▼

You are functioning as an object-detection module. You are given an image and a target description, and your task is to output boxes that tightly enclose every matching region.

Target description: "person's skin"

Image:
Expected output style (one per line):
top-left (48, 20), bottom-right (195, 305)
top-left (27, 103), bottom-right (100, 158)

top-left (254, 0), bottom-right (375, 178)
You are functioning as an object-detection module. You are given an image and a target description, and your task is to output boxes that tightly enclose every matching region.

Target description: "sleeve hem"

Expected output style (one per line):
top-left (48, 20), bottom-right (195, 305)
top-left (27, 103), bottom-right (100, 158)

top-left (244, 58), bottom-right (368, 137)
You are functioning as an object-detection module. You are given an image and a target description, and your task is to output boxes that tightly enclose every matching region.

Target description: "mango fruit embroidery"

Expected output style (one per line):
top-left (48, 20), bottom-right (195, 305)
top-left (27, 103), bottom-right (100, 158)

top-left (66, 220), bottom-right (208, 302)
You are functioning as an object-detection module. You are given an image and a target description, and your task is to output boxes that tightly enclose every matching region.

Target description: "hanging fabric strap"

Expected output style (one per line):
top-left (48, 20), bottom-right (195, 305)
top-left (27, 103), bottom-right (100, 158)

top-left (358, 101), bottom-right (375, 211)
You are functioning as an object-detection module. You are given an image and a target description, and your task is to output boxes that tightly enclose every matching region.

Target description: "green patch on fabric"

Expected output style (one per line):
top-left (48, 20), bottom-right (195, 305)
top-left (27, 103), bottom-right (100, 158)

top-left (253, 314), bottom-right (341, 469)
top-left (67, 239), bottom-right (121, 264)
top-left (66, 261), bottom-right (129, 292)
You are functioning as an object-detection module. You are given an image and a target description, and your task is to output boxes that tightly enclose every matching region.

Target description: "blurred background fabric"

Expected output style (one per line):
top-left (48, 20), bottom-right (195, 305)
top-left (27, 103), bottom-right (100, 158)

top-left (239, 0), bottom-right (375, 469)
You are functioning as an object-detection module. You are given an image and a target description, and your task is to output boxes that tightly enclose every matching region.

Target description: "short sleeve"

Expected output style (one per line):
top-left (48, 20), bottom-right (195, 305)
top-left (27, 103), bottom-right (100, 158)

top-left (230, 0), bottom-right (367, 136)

▲

• _Exercise aim_: Rewrite the records above as a numbered list, from their first line through the line containing "top-left (244, 58), bottom-right (368, 137)", and leave out the blank lines.

• _Written response_:
1. You are functioning as an object-detection module. You are given an image and a target description, and your task is to output boxes that tightly enclose every matching region.
2. Target description: "person's skin"
3. Image:
4. Expected output style (one per line):
5. top-left (48, 20), bottom-right (195, 305)
6. top-left (27, 103), bottom-right (100, 158)
7. top-left (254, 0), bottom-right (375, 178)
8. You are functioning as an object-detection module. You are given an image and a target description, and your task is to output boxes that tightly enclose every matching region.
9. Target description: "sleeve hem"
10. Expected output style (one per line):
11. top-left (48, 20), bottom-right (195, 305)
12. top-left (27, 103), bottom-right (100, 158)
13. top-left (244, 58), bottom-right (368, 137)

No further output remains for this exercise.